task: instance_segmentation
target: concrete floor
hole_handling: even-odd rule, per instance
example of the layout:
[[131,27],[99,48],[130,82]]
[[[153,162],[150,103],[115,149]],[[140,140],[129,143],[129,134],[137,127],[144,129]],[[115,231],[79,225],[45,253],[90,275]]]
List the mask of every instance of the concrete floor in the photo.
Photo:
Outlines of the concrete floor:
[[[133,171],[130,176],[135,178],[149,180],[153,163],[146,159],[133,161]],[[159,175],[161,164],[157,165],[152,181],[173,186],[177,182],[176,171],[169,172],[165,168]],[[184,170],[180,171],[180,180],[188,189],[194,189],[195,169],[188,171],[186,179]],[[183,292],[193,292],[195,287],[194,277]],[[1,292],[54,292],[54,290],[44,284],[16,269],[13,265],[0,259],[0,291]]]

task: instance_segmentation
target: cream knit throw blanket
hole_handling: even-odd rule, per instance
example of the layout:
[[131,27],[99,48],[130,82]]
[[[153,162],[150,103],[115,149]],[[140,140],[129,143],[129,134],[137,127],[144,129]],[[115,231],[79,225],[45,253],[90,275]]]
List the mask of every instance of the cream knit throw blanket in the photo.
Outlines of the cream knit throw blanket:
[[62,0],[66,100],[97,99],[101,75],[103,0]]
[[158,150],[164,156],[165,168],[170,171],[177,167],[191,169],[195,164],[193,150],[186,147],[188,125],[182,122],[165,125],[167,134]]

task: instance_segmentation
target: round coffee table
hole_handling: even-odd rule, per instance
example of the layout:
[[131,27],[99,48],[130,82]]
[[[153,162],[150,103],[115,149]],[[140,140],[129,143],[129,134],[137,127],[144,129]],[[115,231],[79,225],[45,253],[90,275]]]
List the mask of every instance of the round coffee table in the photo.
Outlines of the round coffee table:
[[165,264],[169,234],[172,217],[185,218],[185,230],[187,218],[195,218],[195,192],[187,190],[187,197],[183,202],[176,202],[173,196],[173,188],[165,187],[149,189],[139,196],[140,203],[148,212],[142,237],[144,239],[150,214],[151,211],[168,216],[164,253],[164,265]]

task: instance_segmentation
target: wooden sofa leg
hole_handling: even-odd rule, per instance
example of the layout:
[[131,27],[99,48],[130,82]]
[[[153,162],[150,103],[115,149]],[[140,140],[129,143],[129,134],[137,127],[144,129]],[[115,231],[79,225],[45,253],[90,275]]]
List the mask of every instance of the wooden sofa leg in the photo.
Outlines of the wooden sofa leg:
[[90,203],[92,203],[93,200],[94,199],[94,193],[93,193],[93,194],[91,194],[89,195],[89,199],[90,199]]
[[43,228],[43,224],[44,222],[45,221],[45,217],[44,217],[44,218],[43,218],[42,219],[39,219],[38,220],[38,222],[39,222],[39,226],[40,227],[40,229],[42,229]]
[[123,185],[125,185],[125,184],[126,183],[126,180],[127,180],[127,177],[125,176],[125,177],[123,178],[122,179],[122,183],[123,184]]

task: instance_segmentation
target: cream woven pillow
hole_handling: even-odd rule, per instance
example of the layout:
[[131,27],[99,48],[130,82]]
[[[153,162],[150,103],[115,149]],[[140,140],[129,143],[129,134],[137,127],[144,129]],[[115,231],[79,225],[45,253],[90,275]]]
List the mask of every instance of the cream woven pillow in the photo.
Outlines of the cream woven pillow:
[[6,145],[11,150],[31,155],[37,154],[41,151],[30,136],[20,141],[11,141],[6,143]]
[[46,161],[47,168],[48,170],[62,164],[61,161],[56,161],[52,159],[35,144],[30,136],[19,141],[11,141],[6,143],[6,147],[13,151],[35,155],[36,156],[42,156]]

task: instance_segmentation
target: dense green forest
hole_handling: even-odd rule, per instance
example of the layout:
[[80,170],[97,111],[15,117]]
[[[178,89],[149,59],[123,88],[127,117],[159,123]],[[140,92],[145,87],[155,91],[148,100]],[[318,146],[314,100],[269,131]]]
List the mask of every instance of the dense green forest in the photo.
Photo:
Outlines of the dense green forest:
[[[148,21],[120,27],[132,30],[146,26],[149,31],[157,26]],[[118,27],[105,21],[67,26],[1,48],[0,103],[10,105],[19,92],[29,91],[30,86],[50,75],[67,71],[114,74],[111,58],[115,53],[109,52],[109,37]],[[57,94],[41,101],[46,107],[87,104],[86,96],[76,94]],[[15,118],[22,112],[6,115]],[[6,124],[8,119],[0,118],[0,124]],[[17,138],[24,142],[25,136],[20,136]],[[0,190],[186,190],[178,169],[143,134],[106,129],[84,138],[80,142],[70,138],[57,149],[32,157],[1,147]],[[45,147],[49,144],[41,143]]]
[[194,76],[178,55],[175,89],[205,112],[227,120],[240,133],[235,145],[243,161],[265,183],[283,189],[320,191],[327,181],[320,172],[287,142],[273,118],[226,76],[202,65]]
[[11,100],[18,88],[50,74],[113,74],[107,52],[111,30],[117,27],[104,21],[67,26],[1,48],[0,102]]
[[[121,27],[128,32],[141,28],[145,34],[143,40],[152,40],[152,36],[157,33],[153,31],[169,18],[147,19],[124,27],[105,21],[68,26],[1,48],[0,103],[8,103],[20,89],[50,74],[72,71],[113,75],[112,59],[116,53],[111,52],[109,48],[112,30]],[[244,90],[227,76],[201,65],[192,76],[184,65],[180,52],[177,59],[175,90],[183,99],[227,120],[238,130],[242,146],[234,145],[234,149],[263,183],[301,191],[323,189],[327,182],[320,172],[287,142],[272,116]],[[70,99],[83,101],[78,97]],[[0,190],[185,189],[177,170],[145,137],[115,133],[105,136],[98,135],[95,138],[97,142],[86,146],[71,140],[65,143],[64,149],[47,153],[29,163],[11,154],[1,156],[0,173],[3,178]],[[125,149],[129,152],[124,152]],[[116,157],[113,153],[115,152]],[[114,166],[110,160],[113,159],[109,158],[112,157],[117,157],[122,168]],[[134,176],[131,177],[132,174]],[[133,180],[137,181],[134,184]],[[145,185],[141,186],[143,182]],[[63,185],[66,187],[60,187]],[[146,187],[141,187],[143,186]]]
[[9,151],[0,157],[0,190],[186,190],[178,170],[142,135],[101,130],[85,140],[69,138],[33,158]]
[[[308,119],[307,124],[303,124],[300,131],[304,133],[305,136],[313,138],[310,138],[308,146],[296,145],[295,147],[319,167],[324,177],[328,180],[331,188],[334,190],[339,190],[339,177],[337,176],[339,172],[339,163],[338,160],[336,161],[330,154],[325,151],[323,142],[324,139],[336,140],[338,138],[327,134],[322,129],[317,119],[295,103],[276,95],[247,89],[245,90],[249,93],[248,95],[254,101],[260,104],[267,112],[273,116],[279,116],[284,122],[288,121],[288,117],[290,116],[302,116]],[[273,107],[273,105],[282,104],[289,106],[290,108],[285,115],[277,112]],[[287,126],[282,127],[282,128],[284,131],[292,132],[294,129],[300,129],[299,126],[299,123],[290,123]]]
-=-=-=-=-
### YOUR GOAL
Return each line of the records above that contains the word "coffee", copying every such line in full.

### SOLUTION FOR THIS PROBLEM
target: round coffee table
List the mask of every instance of the round coffee table in the photo.
Outlines of the round coffee table:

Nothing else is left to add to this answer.